### Document text ###

Fresnillo Eyes Higher Energy, Labor, Other Operating Costs In 2012
03/06/2012| 05:27am US/Eastern
Mexican precious metals producer Fresnillo PLC (>> Fresnillo Plc) expects annual operating unit costs to rise this year on a par with last year as higher oil prices affect not only electricity, but tyres and explosives costs as well, the company's senior executives said Tuesday.
"What we are expecting for this year is something similar to last year" in terms of cost inflation, the company's chief financial officer Mario Arreguín told journalists on a call.
He and CEO Jaime Lomelin said operating costs for items such as steel balls for milling, explosives and tyres will grow at about 10% to 12% in 2012 while diesel and electricity costs will rise by 15%. Tyre, explosive, diesel and electricity costs are likely to rise due to the close link to rising oil prices, Lomelin said.
Labor costs are also due to rise by 6.5% in Mexican pesos terms, Arreguin said.
This compares with an average rise in operating costs for such items as tyres and explosives--but not energy and labor--of 12%. Diesel and electricity costs rose 15% while labor costs rose 8.3% in dollar terms, Arreguin said.

### Recorded information ###

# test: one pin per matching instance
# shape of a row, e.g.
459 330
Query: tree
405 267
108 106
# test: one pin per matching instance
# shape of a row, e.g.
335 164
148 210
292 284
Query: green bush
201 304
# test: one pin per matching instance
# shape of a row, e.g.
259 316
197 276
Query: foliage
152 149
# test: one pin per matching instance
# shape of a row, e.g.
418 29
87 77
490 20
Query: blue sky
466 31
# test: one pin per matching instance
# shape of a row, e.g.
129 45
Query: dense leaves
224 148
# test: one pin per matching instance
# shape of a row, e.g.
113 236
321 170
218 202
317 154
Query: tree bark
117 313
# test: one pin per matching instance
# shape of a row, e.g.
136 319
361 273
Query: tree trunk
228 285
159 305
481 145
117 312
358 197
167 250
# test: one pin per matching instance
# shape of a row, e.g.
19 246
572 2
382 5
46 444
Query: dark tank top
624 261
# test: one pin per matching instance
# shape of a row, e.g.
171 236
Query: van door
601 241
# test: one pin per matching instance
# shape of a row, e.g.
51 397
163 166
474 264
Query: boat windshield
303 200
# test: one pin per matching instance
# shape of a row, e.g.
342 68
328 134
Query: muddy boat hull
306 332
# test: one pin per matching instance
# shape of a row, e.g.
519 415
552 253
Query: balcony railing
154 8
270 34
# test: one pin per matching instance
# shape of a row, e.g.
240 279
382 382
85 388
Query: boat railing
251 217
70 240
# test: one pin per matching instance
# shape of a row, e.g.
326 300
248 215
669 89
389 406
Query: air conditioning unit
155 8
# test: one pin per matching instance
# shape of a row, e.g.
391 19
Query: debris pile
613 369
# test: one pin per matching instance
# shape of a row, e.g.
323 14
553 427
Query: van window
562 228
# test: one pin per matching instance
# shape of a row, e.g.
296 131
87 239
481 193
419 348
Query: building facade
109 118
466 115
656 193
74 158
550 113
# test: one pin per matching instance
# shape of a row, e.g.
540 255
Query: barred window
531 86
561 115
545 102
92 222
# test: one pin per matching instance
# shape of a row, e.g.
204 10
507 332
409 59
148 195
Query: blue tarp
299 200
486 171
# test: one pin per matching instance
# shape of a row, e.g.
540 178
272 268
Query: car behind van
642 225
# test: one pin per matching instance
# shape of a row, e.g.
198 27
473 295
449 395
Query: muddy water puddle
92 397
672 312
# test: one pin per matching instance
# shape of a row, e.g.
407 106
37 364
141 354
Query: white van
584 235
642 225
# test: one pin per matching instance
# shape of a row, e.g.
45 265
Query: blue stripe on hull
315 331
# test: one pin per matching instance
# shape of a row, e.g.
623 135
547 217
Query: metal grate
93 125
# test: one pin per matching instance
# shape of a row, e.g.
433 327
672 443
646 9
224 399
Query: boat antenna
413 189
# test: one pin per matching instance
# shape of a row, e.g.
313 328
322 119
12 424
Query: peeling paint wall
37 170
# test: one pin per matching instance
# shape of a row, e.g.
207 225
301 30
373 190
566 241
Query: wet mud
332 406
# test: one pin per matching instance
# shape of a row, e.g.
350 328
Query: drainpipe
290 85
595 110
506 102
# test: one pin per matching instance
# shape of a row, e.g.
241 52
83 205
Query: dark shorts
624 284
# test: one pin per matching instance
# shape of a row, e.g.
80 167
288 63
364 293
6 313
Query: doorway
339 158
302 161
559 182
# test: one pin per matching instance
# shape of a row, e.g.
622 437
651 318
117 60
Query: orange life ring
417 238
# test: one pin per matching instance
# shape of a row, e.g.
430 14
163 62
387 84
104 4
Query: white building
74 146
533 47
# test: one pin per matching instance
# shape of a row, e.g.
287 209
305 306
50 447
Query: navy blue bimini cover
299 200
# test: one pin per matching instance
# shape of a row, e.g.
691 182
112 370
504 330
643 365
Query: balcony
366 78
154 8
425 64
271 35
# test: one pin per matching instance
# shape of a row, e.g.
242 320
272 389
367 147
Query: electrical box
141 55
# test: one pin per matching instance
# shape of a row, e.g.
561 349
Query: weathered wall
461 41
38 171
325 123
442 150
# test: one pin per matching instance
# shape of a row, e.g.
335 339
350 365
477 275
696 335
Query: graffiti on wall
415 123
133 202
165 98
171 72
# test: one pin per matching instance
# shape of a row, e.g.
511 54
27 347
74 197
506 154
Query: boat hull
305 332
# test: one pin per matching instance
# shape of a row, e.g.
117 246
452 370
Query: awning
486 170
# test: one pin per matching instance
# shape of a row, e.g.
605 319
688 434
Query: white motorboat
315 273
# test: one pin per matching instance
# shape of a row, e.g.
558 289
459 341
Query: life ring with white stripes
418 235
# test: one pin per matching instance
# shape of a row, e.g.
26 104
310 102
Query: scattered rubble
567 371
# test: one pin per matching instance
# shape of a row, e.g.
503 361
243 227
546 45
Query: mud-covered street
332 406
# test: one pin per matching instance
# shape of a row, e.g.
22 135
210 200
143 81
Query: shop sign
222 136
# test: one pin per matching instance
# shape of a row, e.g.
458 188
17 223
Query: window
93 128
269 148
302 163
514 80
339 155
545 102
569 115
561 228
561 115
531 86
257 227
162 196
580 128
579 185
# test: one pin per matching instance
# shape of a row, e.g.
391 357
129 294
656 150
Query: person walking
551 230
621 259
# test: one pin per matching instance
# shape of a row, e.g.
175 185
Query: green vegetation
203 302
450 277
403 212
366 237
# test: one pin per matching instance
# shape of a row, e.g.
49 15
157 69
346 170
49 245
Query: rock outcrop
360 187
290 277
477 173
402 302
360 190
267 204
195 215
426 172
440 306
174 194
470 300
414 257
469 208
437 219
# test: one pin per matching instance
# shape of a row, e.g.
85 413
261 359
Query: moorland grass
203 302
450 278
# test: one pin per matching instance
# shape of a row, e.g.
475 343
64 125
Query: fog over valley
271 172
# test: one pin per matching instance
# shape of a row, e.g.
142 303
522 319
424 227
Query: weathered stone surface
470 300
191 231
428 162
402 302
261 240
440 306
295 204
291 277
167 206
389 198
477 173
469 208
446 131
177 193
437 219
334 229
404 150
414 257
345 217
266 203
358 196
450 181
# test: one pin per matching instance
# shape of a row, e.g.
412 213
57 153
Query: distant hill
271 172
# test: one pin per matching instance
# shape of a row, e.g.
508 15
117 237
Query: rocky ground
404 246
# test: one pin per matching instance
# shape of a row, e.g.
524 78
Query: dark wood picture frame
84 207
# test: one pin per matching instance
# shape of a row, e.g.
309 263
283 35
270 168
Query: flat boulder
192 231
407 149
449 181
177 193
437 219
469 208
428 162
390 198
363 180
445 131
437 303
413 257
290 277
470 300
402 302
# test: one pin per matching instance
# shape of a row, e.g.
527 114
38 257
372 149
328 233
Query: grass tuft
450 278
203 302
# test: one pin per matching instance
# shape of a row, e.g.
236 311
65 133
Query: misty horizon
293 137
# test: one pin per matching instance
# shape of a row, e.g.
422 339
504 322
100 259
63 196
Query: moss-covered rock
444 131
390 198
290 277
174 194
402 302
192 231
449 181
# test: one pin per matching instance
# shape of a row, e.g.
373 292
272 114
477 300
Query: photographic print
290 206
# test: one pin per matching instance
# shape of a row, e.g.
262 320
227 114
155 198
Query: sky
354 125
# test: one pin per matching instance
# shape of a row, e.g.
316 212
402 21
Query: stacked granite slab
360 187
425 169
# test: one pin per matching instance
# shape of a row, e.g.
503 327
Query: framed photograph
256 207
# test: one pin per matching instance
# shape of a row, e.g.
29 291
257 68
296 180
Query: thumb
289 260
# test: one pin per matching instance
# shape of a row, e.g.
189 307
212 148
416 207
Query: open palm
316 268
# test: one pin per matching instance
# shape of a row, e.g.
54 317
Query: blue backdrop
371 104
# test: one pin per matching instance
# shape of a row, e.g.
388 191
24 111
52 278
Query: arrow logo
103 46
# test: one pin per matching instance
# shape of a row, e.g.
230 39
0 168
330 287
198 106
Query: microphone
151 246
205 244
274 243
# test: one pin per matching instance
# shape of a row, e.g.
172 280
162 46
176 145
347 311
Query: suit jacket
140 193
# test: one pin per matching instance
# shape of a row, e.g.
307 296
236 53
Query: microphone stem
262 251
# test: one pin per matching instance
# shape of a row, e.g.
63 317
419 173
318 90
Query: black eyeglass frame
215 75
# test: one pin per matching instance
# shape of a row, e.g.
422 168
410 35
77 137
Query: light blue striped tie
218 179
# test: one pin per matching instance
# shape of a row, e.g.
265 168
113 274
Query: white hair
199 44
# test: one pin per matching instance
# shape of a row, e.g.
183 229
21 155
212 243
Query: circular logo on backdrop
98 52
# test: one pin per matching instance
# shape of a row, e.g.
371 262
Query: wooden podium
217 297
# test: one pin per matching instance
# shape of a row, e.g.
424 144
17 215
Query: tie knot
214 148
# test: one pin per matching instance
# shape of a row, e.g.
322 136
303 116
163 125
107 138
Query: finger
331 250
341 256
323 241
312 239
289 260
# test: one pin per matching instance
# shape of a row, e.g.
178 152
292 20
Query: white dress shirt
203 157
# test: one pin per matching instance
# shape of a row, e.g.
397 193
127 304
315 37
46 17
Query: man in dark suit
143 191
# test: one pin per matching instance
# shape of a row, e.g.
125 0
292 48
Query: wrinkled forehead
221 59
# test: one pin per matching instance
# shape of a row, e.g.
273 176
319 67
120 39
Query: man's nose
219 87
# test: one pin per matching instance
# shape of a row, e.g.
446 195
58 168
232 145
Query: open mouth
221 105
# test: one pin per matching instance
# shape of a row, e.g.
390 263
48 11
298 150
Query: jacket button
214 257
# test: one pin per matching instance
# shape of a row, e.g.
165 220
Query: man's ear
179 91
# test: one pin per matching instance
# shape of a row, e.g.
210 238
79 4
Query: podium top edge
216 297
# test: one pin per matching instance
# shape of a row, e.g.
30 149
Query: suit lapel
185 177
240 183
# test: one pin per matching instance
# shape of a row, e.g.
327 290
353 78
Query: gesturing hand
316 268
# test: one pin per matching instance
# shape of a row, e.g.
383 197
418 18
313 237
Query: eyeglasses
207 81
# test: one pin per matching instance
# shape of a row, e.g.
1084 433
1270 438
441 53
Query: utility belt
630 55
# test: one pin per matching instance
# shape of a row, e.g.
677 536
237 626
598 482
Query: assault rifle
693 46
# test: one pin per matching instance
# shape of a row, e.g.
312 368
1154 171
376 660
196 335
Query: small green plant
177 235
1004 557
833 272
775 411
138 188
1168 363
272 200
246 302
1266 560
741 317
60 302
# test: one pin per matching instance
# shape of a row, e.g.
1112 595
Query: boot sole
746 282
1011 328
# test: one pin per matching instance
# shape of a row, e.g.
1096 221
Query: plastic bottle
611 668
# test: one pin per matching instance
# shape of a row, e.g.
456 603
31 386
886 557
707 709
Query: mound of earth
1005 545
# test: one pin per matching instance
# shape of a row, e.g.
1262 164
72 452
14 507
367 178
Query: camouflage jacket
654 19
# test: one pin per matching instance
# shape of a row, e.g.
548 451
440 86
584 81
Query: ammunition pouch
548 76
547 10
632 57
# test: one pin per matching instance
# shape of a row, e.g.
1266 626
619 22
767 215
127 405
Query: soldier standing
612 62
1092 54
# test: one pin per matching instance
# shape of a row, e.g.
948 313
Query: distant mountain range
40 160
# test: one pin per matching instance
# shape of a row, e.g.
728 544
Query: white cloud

###

• **Exercise**: Continue the article on Fresnillo's expected operating cost increases in 2012, starting after its last sentence.

• **Result of this exercise**:
The biggest percentage rise in operating costs was in sodium cyanide, which is used for heap leaching to extract more precious metals from the ore. Sodium cyanide expenses rose 29% in 2011.
"We were forced to import cyanide from China," Lomelin said, noting that this made the product more expensive than the usual material sourced from the U.S. Lomelin also said sodium cyanide has become scarce as mine production increases.
Arreguin said the company has hedged 50% of its expected Mexican Pesos-related costs for 2012 through various instruments. The company, which doesn't hedge its gold and silver sales, has also decided not to hedge its zinc and lead by products, which account for about 1.4% of its annual revenue.
Arreguin said that the company would reconsider hedging its zinc and lead prices if prices peak, but he said he expects zinc and lead prices to continue at around $1 a pound.